> _Short problem_
Could you continue the forum thread about the bald eagle and the fishing trip, starting after its last post?

> _Selected text_
——

# Bald eagle



## Todd (May 16, 2010)

Went fishing, saw an eagle flying around, caught these three fishes then went to walmart and got some m&ms because I like them


----------



## aquatic argobull (Mar 2, 2009)

How many pots have you smoken today? :blink: Awesome fish! I bet those were a blast to fight from shore :thumbsup:


----------



## Chris V (Oct 18, 2007)

Gotta be peanut or peanut butter M&Ms though.


----------



## Matt09 (Jun 6, 2008)

aquatic argobull said:


> How many pots have you smoken today? :blink: Awesome fish! I bet those were a blast to fight from shore :thumbsup:


Lmao


----------



## osborne311 (Aug 1, 2011)

Those things are a blast from the sand. Nice catch and love the pithy report.


----------



## keperry1182 (Oct 6, 2010)

The longer I think about this the funnier it gets. Nice fish


----------



## HisName (Nov 29, 2009)

are they Drum's ?


Dark Chocolate peanut M&M's for me


----------



## osborne311 (Aug 1, 2011)

HisName said:


> are they Drum's ?
> 
> 
> Dark Chocolate peanut M&M's for me


Black Drums and I am guessing the M&M's are the good ol regular ones.


----------



## Redtracker (Dec 28, 2011)

Yes that was funny


----------



## Boliver T Wheelock (Feb 28, 2010)

*Bald Eagles*

We have two active eagle nests in Escambia. The newest is off Gulf Beach Hwy north of the beach shown. The other is on Perdido Bay. I have seen the eagles from the Perdido nest many times.

——

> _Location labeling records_
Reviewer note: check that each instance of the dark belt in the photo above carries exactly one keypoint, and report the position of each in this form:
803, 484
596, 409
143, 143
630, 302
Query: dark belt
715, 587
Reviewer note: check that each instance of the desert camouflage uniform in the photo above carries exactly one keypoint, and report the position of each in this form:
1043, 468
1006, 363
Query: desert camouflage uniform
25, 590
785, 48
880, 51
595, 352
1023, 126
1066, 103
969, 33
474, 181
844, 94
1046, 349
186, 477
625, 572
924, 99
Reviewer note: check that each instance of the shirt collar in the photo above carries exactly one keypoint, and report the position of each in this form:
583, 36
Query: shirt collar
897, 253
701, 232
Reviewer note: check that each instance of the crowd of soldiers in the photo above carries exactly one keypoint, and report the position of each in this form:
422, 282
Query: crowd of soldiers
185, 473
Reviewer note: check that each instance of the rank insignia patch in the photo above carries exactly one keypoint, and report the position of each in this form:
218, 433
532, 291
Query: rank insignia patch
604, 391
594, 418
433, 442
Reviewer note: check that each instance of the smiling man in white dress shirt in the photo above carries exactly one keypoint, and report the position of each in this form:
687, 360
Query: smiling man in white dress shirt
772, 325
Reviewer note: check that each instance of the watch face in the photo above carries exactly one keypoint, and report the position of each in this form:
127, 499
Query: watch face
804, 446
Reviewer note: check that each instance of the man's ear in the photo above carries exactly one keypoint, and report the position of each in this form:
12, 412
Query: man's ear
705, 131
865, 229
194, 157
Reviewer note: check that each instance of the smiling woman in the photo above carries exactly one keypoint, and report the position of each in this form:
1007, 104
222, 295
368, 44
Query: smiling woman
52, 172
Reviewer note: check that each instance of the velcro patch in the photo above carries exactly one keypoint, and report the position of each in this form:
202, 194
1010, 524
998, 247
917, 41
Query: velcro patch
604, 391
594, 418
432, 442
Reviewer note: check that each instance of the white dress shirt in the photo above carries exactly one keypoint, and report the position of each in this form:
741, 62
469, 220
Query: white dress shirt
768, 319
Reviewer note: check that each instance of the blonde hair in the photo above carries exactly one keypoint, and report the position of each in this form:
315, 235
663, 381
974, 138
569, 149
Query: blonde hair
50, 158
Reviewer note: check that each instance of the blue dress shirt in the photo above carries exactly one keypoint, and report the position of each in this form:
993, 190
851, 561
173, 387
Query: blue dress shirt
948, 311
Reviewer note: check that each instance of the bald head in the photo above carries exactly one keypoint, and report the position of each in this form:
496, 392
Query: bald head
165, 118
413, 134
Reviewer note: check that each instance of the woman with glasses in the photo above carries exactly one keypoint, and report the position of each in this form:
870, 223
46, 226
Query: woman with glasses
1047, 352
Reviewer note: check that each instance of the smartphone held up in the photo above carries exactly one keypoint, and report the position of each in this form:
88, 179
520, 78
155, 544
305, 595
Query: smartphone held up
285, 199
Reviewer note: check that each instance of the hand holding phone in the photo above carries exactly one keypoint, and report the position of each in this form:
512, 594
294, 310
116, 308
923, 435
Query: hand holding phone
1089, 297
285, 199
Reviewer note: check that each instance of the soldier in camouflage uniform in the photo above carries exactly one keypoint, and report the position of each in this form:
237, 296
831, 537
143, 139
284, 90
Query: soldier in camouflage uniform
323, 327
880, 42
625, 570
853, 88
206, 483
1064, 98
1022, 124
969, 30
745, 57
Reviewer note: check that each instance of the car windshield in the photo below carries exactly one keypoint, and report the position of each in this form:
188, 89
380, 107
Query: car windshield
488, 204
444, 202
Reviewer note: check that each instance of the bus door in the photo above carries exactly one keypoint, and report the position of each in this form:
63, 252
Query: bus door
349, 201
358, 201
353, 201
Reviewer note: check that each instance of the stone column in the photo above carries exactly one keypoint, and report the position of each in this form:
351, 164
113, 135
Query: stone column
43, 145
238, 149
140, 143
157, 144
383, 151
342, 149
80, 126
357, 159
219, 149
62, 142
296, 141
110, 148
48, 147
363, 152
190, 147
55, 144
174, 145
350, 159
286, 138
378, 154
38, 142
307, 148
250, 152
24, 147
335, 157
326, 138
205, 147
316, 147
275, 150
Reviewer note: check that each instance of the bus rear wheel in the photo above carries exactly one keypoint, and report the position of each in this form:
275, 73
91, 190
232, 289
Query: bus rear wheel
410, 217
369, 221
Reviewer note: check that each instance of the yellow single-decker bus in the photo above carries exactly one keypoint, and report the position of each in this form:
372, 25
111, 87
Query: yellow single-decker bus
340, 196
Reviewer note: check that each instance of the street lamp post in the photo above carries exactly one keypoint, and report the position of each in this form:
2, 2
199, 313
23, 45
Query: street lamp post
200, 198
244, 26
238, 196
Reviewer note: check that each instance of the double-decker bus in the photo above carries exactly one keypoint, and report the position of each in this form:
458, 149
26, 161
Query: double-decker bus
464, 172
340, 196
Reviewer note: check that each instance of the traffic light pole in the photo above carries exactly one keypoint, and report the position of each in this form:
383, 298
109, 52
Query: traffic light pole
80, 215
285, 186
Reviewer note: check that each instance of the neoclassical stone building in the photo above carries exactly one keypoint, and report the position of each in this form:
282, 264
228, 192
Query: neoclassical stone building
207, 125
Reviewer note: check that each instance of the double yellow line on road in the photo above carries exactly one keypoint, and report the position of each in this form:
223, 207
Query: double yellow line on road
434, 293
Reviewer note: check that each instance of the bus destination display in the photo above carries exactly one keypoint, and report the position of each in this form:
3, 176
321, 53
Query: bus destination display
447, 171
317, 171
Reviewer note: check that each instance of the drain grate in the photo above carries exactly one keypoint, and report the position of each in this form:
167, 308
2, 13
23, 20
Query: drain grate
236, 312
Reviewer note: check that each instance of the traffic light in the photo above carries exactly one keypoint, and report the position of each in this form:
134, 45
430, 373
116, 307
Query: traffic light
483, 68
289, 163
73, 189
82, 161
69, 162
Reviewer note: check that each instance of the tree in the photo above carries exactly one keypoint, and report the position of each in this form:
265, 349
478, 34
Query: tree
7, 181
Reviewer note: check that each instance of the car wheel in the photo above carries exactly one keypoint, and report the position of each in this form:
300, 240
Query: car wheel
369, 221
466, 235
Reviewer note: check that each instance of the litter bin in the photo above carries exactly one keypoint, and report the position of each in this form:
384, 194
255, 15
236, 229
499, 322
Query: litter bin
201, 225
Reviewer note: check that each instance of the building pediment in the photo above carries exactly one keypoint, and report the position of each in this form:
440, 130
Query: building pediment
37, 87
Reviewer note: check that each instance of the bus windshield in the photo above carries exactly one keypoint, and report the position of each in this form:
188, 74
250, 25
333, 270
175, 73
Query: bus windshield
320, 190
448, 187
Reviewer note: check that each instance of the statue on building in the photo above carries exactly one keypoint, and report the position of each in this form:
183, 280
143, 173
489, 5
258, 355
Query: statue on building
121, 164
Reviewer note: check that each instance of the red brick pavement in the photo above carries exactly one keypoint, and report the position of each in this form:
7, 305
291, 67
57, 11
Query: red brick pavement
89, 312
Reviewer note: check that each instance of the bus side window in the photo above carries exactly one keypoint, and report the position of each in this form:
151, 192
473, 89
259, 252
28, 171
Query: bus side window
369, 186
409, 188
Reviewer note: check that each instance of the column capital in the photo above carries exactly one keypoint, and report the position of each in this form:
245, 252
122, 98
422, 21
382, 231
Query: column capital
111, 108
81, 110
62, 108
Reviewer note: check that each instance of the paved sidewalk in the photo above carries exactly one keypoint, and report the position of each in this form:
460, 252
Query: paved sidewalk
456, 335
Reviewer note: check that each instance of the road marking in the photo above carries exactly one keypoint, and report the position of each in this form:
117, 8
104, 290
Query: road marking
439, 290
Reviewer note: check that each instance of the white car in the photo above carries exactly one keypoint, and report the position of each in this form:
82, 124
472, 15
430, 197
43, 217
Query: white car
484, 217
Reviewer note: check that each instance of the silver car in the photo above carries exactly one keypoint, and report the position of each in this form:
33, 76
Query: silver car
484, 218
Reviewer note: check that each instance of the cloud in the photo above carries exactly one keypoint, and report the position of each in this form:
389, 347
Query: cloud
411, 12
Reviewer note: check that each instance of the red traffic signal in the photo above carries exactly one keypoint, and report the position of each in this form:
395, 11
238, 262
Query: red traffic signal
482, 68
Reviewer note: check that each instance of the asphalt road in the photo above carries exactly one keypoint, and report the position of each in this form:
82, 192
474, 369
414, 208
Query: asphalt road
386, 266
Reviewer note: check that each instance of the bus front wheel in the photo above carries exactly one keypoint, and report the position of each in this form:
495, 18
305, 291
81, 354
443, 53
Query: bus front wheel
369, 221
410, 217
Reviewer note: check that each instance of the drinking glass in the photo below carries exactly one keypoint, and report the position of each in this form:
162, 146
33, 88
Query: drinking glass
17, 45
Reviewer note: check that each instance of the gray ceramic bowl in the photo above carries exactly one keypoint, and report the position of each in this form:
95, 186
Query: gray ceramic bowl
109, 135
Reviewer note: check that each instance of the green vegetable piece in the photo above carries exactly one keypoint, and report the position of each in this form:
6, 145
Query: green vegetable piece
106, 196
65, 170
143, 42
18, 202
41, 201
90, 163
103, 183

——

> _Task result_
----------



## lastcast (Oct 12, 2007)

Hadn't seen them lately but about 2 months ago there was a pair hanging out in the swamp across from boats at Sherman.


----------



## osborne311 (Aug 1, 2011)

What about those nests off hwy 90 bridge going into Pace? I have noticed eagles fishing over there by Jims fish camp but wondered if those are eagle nests or GBH nests.


----------



## Todd (May 16, 2010)

For you folks that like eagles, here is a photo I took from my backyard. For you folks that like m&ms, here is a photo of the m&ms I got yesterday. Today was a slow fishing day...


----------



## no woryz (Oct 2, 2007)

swore I saw an Bald Eagle in Molino last week.... anybody else seen it?


----------



## EODangler (Apr 7, 2011)

Peanut Butter is where it's at!

Cool pic of the eagle too.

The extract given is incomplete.